- _Short problem_
Copy all of the material below line for line, without changing anything, and leave the pictures out of your copy.

- _Records shown_

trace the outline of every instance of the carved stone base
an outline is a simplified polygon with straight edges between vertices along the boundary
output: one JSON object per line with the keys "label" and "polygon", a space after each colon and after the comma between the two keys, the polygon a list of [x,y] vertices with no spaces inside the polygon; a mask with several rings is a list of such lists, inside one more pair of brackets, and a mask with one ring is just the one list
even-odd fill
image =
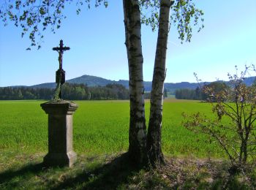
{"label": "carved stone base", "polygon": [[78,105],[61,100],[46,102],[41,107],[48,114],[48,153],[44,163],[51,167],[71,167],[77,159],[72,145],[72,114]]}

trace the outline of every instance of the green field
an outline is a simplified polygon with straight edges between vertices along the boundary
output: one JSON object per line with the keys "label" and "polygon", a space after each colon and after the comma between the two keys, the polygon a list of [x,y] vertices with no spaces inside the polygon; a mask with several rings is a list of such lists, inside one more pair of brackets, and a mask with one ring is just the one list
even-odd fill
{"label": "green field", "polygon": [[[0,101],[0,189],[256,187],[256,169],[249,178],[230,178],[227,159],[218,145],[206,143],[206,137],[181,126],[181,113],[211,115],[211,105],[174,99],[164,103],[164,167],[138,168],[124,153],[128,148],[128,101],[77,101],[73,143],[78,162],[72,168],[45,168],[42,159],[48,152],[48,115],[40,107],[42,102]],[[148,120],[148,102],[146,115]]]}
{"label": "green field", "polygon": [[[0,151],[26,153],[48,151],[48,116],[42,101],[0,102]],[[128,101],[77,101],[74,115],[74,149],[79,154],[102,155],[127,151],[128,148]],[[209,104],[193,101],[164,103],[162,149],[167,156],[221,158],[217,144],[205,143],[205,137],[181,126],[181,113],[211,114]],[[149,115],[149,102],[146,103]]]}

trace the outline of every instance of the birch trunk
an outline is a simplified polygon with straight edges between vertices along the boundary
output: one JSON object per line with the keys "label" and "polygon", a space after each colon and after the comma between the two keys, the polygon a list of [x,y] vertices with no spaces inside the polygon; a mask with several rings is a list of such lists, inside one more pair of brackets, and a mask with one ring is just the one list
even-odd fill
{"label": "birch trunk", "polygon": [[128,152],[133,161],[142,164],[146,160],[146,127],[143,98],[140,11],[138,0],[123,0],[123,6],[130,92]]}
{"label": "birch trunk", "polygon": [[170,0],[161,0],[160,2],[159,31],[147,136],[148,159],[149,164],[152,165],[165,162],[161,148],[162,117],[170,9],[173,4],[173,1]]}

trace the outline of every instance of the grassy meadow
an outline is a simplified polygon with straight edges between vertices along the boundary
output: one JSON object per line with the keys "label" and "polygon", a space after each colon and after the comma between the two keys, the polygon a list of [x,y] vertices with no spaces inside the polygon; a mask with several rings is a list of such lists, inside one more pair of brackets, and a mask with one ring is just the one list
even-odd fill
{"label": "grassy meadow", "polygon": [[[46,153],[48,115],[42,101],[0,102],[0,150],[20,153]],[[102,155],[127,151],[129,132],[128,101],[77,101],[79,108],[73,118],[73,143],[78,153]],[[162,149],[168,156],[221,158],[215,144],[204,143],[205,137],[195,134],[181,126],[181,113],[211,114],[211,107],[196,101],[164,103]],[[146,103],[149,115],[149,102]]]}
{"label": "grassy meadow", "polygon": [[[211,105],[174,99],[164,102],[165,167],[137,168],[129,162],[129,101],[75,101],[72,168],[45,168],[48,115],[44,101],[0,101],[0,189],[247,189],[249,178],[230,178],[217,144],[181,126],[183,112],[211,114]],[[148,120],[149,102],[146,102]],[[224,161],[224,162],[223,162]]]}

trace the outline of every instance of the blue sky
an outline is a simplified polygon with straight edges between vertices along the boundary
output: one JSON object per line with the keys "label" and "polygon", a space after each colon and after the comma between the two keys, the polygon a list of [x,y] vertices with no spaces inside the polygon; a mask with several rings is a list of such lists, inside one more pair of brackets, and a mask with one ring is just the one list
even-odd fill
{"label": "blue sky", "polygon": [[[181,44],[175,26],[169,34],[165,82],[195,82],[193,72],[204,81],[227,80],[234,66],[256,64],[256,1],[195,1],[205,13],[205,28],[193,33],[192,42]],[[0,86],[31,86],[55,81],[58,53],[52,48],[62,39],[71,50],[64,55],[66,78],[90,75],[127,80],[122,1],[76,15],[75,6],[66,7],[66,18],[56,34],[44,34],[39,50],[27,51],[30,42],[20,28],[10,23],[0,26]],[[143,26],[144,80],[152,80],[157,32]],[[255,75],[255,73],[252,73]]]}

- _Response to the exercise_
trace the outline of every instance of the carved stone base
an outline is a simplified polygon with straight edges between vertices along the boundary
output: one JSON object per line with the keys "label" and "polygon", a space after each colon and after the comma between the two keys, the polygon a list of [x,y] vertices with no spaces inside the polygon; a mask with several rings is a list of such lists, inside one more pair of brackets, and a mask with one ring is just the one list
even-odd fill
image =
{"label": "carved stone base", "polygon": [[78,105],[61,100],[46,102],[41,107],[48,114],[48,153],[44,163],[51,167],[71,167],[77,159],[72,145],[72,114]]}

trace the outline of every instance of the green field
an outline is a simplified polygon with straight edges between vertices along the boundary
output: one JSON object per line with the keys "label" and "polygon", a space after each colon and after the comma between the two keys, the polygon a list of [x,y] vertices with no spaces inside the polygon; a mask with several rings is a list of such lists, inside one more pair of brackets, and a mask with one ring is just the one list
even-odd fill
{"label": "green field", "polygon": [[[0,101],[0,189],[256,187],[256,169],[249,178],[230,178],[227,159],[218,145],[206,143],[206,137],[181,126],[181,113],[211,115],[211,105],[174,99],[164,103],[164,167],[138,168],[124,153],[128,148],[128,101],[77,101],[73,143],[78,162],[72,168],[45,168],[42,159],[48,152],[48,115],[40,107],[42,102]],[[148,120],[148,102],[146,115]]]}
{"label": "green field", "polygon": [[[0,151],[26,153],[48,151],[48,116],[42,101],[0,102]],[[128,101],[77,101],[74,115],[74,149],[79,154],[102,155],[127,151],[128,148]],[[209,104],[193,101],[164,103],[162,149],[167,156],[221,158],[217,144],[205,143],[205,137],[181,126],[181,113],[211,114]],[[149,115],[149,102],[146,103]]]}

trace the outline of every instance of the birch trunk
an outline is a simplified polygon with straight edges between vertices along the boundary
output: one JSON object per line with the keys "label" and "polygon", a space after each colon and after the comma between the two keys, the polygon a list of [x,y] vertices with no spaces inside the polygon; a mask with several rings is a list of such lists, inside one more pair of brackets, and a mask with one ring is just the one list
even-odd fill
{"label": "birch trunk", "polygon": [[128,152],[133,161],[142,164],[146,160],[146,127],[143,98],[140,11],[138,0],[123,0],[123,6],[130,92]]}
{"label": "birch trunk", "polygon": [[170,0],[161,0],[160,2],[159,31],[147,136],[148,159],[149,164],[152,165],[165,162],[161,148],[162,117],[170,9],[173,4],[173,1]]}

trace the outline of every instance of the grassy meadow
an outline is a simplified polygon with straight edges between vertices along the boundary
output: one JSON object per line with the keys "label" and "polygon", a space after each colon and after the comma between the two keys, the polygon a list of [x,y] vertices with no spaces inside the polygon; a mask with several rings is a list of such lists, inside one more pair of brackets, and a mask with one ring is just the one list
even-odd fill
{"label": "grassy meadow", "polygon": [[[46,153],[48,115],[42,101],[0,102],[0,150],[20,153]],[[102,155],[127,151],[129,132],[128,101],[77,101],[79,108],[73,118],[73,143],[78,153]],[[162,149],[168,156],[221,158],[215,144],[204,143],[205,137],[195,134],[181,126],[181,113],[211,114],[211,107],[196,101],[164,103]],[[146,103],[149,115],[149,102]]]}
{"label": "grassy meadow", "polygon": [[[211,105],[174,99],[164,102],[165,167],[137,168],[129,162],[129,101],[75,101],[72,168],[45,168],[48,115],[44,101],[0,101],[0,189],[247,189],[249,178],[230,178],[217,144],[181,126],[183,112],[211,114]],[[148,120],[149,102],[146,102]],[[224,161],[224,162],[223,162]]]}

trace the outline of every instance of the blue sky
an outline is a simplified polygon with straight edges between vertices along the boundary
output: one JSON object per line with the keys "label" and "polygon", a space after each colon and after the comma between the two keys, the polygon a list of [x,y] vertices with no spaces inside the polygon; a mask with several rings is a list of such lists, inside one more pair of brackets, and a mask with one ring is just the one list
even-odd fill
{"label": "blue sky", "polygon": [[[181,44],[175,26],[169,34],[165,82],[195,82],[193,72],[204,81],[227,80],[234,66],[256,64],[256,1],[195,1],[205,13],[205,28],[193,33],[192,42]],[[0,86],[31,86],[55,81],[58,53],[52,48],[62,39],[71,50],[64,55],[66,78],[90,75],[127,80],[122,1],[76,15],[75,6],[66,7],[66,18],[56,34],[44,34],[39,50],[27,51],[30,42],[20,28],[10,23],[0,26]],[[143,26],[144,80],[152,80],[157,32]],[[255,75],[255,73],[252,73]]]}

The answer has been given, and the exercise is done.